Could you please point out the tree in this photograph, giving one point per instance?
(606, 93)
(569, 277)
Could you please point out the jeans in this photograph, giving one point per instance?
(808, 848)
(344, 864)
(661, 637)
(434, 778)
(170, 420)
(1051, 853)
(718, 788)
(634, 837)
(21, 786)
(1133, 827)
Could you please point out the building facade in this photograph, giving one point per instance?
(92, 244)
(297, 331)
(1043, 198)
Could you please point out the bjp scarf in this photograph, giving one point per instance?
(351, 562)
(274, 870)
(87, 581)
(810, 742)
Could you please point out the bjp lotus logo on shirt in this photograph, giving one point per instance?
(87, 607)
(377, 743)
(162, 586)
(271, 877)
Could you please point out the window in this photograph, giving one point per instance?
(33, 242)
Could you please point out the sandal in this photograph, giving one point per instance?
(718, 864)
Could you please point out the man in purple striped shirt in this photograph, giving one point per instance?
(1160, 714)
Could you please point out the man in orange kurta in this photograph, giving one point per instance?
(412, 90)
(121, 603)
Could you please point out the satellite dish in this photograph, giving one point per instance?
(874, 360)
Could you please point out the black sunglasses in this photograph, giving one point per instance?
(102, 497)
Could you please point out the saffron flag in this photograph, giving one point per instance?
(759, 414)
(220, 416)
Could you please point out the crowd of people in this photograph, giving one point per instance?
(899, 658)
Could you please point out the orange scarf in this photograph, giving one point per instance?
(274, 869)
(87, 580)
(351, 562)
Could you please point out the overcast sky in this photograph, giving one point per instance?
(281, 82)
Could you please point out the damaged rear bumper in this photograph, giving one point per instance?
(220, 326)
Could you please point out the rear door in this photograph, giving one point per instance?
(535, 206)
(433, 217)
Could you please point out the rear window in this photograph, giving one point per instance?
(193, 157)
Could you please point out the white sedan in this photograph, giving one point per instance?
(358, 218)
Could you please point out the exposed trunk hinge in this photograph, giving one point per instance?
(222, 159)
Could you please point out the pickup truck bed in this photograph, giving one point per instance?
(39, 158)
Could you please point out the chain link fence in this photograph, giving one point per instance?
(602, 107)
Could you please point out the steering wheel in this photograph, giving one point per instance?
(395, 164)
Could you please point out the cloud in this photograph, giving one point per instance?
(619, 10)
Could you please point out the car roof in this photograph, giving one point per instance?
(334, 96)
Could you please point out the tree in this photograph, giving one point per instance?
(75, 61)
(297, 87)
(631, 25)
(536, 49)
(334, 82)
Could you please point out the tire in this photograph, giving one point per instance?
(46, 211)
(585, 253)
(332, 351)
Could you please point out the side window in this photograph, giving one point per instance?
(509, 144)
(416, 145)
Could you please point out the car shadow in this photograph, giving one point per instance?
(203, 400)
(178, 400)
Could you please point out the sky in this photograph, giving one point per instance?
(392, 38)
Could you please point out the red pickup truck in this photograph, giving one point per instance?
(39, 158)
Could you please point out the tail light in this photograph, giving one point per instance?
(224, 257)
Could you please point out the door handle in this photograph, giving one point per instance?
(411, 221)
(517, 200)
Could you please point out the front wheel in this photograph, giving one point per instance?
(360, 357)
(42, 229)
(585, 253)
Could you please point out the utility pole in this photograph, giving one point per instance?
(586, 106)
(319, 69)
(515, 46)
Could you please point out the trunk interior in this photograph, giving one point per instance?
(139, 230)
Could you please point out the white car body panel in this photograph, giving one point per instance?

Problem details: Each record above is to be given again without any change to its wording.

Your solution:
Could you please point out the tree in this photograph, giving one point per instance?
(606, 93)
(569, 277)
Could you please point out the jeans in this photograph, giving one point per instance?
(808, 848)
(344, 864)
(661, 637)
(434, 778)
(170, 420)
(1051, 853)
(718, 788)
(634, 837)
(21, 786)
(1133, 827)
Could you please point out the building facade in this photograph, giving one point per instance?
(92, 244)
(297, 331)
(1043, 198)
Could you please point out the bjp scarf in this photograph, giving one point per instance?
(351, 562)
(274, 870)
(87, 581)
(810, 742)
Could you please point out the bjp lotus logo on shirt in this photograph, giving one point per instance?
(87, 607)
(377, 743)
(162, 586)
(271, 877)
Could you please point out the window in this photograph, giving one point per instance?
(33, 242)
Could you please point out the sandal in this photograph, giving one point per instance?
(718, 864)
Could you please point out the man in purple striped shirt in this photograph, giving one point per instance?
(1160, 714)
Could you please point out the man in orange kurta in this photograph, giving one point per instance?
(412, 90)
(121, 603)
Could you please point out the satellite dish in this photograph, giving one point per instance?
(874, 360)
Could you please point out the black sunglasses in this photograph, giving one point per instance?
(102, 497)
Could you please point out the saffron flag in this photograph, giving one point per instance?
(759, 414)
(220, 416)
Could you please point out the crowd of people in this photograph, giving one point per instance?
(899, 658)
Could you please point out the orange scarf in this photograph, giving one point per instance?
(274, 869)
(87, 580)
(351, 562)
Could you please point out the overcast sky in this photograph, giving one point per instance?
(281, 82)
Could you please point out the damaged rear bumper in this photograph, giving one point per instance?
(220, 326)
Could you please point out the rear door in this photograph, giving one point per instance?
(535, 206)
(433, 217)
Could you please point out the rear window in this photograph, giving one point per instance?
(193, 157)
Could you please point out the white sedan in this photograph, giving one point per instance?
(358, 218)
Could you please point out the exposed trunk hinge in this photograph, giving one point per instance?
(222, 159)
Could you please point out the pickup truck bed in this photograph, giving one point per instance?
(39, 158)
Could you please point out the chain link fence in this photograph, giving one point per instance?
(602, 107)
Could you please point out the steering wheel in this photograph, giving one point per instance?
(395, 164)
Could you please point out the cloud in this photograph, giving one point per instance?
(619, 10)
Could you please point out the car roof in this photograph, giving one point per instance?
(334, 96)
Could you please point out the tree in this photograph, giving one point per instance?
(75, 61)
(297, 87)
(631, 25)
(536, 49)
(334, 82)
Could you please point out the tire in this photograph, giving one point per instance?
(46, 211)
(585, 253)
(332, 351)
Could you please point out the side window in this photograph, giving one point per instance?
(509, 144)
(416, 145)
Could you please point out the car shadow in this photograph, giving one point per instance?
(203, 400)
(178, 400)
Could you please point out the sky in this photograph, giving one point per instance?
(392, 38)
Could you please point out the red pickup truck in this photograph, giving one point per instance?
(39, 158)
Could you please point out the tail light in this photograph, giving one point per instance?
(224, 257)
Could you please point out the door handle in this photograph, giving one point per instance?
(411, 221)
(517, 200)
Could you please point out the front wheel in this photograph, giving one point per instance?
(360, 357)
(42, 229)
(585, 253)
Could you please point out the utility pole in this photograph, giving one point per instance?
(586, 106)
(319, 69)
(515, 46)
Could you please point out the trunk interior in this photograph, giving one point per instance?
(139, 230)
Could you please point out the white car body panel in this photograph, giving one point per instance?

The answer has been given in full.